Contour annotation records:

########################################

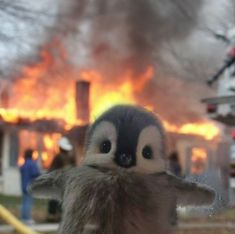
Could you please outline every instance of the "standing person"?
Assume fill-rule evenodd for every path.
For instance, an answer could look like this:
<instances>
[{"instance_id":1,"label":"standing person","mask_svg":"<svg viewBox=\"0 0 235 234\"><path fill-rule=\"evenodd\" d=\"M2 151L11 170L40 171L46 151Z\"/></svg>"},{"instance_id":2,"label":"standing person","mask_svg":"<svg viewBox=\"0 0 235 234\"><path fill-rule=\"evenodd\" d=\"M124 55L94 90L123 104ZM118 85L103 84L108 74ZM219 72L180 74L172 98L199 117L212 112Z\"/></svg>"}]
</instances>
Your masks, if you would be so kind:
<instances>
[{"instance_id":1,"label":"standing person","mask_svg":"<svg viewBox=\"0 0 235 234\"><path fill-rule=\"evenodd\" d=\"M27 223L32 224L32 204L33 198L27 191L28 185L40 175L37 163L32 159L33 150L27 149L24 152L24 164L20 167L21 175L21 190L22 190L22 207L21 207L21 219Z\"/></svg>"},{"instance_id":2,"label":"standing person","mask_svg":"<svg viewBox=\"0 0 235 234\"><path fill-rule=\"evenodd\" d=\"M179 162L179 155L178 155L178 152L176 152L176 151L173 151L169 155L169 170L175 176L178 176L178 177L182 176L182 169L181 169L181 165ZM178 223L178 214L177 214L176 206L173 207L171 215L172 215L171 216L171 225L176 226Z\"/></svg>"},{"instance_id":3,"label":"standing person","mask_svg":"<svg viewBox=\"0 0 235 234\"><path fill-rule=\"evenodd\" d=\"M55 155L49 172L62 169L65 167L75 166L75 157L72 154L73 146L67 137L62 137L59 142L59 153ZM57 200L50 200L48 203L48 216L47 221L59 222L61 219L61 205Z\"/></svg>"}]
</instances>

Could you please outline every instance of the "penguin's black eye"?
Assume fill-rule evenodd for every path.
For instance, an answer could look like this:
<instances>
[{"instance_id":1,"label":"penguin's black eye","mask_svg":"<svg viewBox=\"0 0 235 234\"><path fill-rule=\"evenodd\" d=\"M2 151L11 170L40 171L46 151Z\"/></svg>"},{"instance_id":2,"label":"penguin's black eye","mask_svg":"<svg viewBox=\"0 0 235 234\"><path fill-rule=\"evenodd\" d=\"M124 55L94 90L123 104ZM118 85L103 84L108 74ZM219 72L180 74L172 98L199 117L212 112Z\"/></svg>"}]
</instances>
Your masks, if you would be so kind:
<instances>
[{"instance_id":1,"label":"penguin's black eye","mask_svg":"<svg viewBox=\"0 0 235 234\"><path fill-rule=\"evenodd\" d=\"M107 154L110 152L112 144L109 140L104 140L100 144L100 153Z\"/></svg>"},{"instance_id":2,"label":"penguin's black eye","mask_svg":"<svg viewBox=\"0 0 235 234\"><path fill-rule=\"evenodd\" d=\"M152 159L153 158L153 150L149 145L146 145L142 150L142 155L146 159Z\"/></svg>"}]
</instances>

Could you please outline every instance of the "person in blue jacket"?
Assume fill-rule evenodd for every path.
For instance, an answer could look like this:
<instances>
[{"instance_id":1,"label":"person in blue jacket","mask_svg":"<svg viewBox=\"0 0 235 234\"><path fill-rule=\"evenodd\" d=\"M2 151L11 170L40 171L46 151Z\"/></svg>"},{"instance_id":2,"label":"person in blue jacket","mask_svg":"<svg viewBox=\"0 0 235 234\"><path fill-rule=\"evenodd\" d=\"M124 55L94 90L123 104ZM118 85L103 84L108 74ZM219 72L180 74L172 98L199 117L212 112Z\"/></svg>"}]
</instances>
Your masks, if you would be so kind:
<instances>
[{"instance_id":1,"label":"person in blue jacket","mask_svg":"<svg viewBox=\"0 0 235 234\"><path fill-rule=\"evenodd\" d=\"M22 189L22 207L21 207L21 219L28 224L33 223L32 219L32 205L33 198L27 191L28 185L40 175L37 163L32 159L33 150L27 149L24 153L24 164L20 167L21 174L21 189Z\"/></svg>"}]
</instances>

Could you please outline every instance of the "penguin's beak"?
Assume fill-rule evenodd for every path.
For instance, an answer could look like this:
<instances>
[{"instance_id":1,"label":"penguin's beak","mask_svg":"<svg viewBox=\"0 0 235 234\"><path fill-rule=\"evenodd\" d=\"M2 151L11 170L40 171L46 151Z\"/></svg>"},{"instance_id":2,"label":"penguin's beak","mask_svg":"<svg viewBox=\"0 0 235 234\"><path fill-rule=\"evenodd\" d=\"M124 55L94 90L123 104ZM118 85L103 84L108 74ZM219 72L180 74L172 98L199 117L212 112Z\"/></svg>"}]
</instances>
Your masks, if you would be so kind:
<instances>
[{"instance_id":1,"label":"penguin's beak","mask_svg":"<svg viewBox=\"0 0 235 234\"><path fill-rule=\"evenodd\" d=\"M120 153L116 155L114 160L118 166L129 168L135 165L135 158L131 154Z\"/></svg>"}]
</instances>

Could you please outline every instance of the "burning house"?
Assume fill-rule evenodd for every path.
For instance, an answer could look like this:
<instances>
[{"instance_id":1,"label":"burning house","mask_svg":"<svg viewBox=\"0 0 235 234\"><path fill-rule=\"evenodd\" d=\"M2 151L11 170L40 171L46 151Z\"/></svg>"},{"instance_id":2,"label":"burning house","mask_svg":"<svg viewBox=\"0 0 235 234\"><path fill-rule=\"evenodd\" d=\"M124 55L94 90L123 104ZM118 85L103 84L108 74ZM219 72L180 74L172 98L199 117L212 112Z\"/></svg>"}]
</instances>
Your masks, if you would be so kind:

########################################

» TASK DIRECTIONS: Transcribe the complete set of entries verbatim. No pictures belong in the copy.

» WRITTEN RESPONSE:
Could you please outline every instance of the "standing person"?
Assume fill-rule evenodd for every path.
For instance, an answer could look like this:
<instances>
[{"instance_id":1,"label":"standing person","mask_svg":"<svg viewBox=\"0 0 235 234\"><path fill-rule=\"evenodd\" d=\"M2 151L11 170L40 171L46 151Z\"/></svg>"},{"instance_id":2,"label":"standing person","mask_svg":"<svg viewBox=\"0 0 235 234\"><path fill-rule=\"evenodd\" d=\"M124 55L94 90L123 104ZM118 85L103 84L108 74ZM219 72L180 74L172 98L199 117L212 112Z\"/></svg>"}]
</instances>
Your masks, if you would be so kind:
<instances>
[{"instance_id":1,"label":"standing person","mask_svg":"<svg viewBox=\"0 0 235 234\"><path fill-rule=\"evenodd\" d=\"M27 223L32 224L32 204L33 198L27 191L28 185L40 175L37 163L32 159L33 150L27 149L24 152L24 164L20 167L21 175L21 190L22 190L22 207L21 207L21 219Z\"/></svg>"},{"instance_id":2,"label":"standing person","mask_svg":"<svg viewBox=\"0 0 235 234\"><path fill-rule=\"evenodd\" d=\"M179 162L179 155L178 155L178 152L176 152L176 151L173 151L169 155L169 170L175 176L178 176L178 177L182 176L182 169L181 169L181 165ZM178 223L178 214L177 214L176 206L173 207L171 215L172 215L171 216L171 225L176 226Z\"/></svg>"},{"instance_id":3,"label":"standing person","mask_svg":"<svg viewBox=\"0 0 235 234\"><path fill-rule=\"evenodd\" d=\"M55 155L49 172L62 169L65 167L75 166L75 157L72 154L73 146L67 137L62 137L59 142L59 153ZM57 200L50 200L48 203L48 216L47 221L59 222L61 219L61 205Z\"/></svg>"}]
</instances>

Could you please outline every instance of the "penguin's black eye"?
Assume fill-rule evenodd for every path.
For instance, an answer could look like this:
<instances>
[{"instance_id":1,"label":"penguin's black eye","mask_svg":"<svg viewBox=\"0 0 235 234\"><path fill-rule=\"evenodd\" d=\"M2 151L11 170L40 171L46 151Z\"/></svg>"},{"instance_id":2,"label":"penguin's black eye","mask_svg":"<svg viewBox=\"0 0 235 234\"><path fill-rule=\"evenodd\" d=\"M124 55L94 90L123 104ZM118 85L103 84L108 74ZM219 72L180 74L172 98L199 117L212 112Z\"/></svg>"}]
</instances>
Your masks, if you would be so kind:
<instances>
[{"instance_id":1,"label":"penguin's black eye","mask_svg":"<svg viewBox=\"0 0 235 234\"><path fill-rule=\"evenodd\" d=\"M107 154L110 152L112 144L109 140L104 140L100 144L100 153Z\"/></svg>"},{"instance_id":2,"label":"penguin's black eye","mask_svg":"<svg viewBox=\"0 0 235 234\"><path fill-rule=\"evenodd\" d=\"M152 159L153 158L153 150L149 145L146 145L142 150L142 155L146 159Z\"/></svg>"}]
</instances>

Could you please outline every instance of the "person in blue jacket"?
Assume fill-rule evenodd for every path.
For instance, an answer could look like this:
<instances>
[{"instance_id":1,"label":"person in blue jacket","mask_svg":"<svg viewBox=\"0 0 235 234\"><path fill-rule=\"evenodd\" d=\"M2 151L11 170L40 171L46 151Z\"/></svg>"},{"instance_id":2,"label":"person in blue jacket","mask_svg":"<svg viewBox=\"0 0 235 234\"><path fill-rule=\"evenodd\" d=\"M124 55L94 90L123 104ZM118 85L103 84L108 74ZM219 72L180 74L172 98L199 117L212 112Z\"/></svg>"}]
</instances>
Your masks, if you would be so kind:
<instances>
[{"instance_id":1,"label":"person in blue jacket","mask_svg":"<svg viewBox=\"0 0 235 234\"><path fill-rule=\"evenodd\" d=\"M22 189L22 207L21 207L21 219L28 224L33 223L32 219L32 205L33 198L27 191L28 185L40 175L37 163L32 159L33 150L27 149L24 153L24 164L20 167L21 174L21 189Z\"/></svg>"}]
</instances>

Could you please outline every instance of the "penguin's beak"?
Assume fill-rule evenodd for every path.
For instance, an answer could look like this:
<instances>
[{"instance_id":1,"label":"penguin's beak","mask_svg":"<svg viewBox=\"0 0 235 234\"><path fill-rule=\"evenodd\" d=\"M2 151L11 170L40 171L46 151Z\"/></svg>"},{"instance_id":2,"label":"penguin's beak","mask_svg":"<svg viewBox=\"0 0 235 234\"><path fill-rule=\"evenodd\" d=\"M124 55L94 90L123 104ZM118 85L103 84L108 74ZM219 72L180 74L172 98L199 117L212 112Z\"/></svg>"}]
</instances>
Your masks, if you would be so kind:
<instances>
[{"instance_id":1,"label":"penguin's beak","mask_svg":"<svg viewBox=\"0 0 235 234\"><path fill-rule=\"evenodd\" d=\"M120 153L116 155L114 160L118 166L129 168L135 165L135 158L131 154Z\"/></svg>"}]
</instances>

Could you please outline every instance of the "burning house"?
Assume fill-rule evenodd for every path.
For instance, an answer could look like this:
<instances>
[{"instance_id":1,"label":"burning house","mask_svg":"<svg viewBox=\"0 0 235 234\"><path fill-rule=\"evenodd\" d=\"M2 151L11 170L40 171L46 151Z\"/></svg>"},{"instance_id":2,"label":"burning house","mask_svg":"<svg viewBox=\"0 0 235 234\"><path fill-rule=\"evenodd\" d=\"M124 55L94 90L123 104ZM118 85L103 84L108 74ZM219 72L180 74L172 98L199 117L212 112Z\"/></svg>"}]
</instances>
Your masks, if you would be so kind:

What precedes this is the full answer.